What you will do: Pull from the records each line that contains the string "river". Uppercase and lowercase letters count as different.

Dataset entries:
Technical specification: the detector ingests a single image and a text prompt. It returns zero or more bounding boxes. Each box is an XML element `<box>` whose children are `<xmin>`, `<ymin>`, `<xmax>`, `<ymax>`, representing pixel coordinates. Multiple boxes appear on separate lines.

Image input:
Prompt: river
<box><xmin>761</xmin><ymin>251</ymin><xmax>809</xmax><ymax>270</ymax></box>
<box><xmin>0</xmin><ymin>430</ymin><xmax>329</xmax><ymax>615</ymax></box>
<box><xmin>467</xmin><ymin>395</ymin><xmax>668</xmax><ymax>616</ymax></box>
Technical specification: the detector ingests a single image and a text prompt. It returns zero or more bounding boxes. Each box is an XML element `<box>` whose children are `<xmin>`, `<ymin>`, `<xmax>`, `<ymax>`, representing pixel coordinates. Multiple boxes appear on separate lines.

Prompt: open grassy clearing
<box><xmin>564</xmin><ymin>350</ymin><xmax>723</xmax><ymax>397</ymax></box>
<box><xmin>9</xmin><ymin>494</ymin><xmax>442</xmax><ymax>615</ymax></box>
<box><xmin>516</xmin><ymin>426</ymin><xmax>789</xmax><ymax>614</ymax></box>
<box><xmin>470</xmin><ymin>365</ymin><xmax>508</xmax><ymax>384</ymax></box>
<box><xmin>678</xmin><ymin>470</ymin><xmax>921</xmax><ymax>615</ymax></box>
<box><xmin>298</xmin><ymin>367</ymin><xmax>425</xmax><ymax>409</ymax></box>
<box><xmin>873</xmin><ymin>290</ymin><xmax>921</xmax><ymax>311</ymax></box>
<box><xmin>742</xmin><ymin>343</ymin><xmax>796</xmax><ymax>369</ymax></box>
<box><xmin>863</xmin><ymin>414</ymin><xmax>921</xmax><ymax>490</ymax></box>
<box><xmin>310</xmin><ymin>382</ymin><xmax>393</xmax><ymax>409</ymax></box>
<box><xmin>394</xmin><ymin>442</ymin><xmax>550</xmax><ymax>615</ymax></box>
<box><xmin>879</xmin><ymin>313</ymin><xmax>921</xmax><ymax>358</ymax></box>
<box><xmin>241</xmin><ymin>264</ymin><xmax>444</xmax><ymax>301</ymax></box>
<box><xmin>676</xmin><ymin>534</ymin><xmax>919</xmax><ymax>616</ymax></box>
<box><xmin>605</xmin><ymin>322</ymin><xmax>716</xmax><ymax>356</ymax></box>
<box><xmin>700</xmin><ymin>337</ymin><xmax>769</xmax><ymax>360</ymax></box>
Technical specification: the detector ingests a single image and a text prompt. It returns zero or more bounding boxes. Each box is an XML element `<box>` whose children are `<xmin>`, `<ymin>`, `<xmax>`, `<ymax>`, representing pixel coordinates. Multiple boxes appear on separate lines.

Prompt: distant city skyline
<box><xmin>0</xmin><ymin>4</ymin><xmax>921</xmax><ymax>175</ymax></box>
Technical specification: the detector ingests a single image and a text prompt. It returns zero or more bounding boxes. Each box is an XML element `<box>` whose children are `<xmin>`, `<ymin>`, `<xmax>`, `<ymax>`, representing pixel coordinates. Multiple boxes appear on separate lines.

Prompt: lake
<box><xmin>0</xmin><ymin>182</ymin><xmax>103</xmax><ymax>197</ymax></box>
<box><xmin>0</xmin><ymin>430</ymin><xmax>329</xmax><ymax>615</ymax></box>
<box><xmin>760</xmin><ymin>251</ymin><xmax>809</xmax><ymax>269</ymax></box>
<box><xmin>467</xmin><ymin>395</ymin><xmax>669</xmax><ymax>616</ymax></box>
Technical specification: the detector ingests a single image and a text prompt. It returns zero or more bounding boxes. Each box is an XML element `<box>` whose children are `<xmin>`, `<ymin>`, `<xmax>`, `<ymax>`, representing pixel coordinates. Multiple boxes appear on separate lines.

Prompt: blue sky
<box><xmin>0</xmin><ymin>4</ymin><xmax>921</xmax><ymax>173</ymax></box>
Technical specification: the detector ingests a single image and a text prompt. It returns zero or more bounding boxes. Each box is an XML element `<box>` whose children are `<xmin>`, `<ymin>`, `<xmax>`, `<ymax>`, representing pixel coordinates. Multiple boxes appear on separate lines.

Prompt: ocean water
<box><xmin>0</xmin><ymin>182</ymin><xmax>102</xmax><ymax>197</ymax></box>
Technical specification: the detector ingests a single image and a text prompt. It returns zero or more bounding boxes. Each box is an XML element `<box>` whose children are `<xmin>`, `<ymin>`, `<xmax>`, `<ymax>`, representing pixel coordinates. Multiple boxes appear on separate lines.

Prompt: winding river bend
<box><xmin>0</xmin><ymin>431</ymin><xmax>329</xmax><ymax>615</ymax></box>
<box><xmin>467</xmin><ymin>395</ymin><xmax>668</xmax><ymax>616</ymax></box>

Task solution:
Prompt: river
Prompt: winding river bend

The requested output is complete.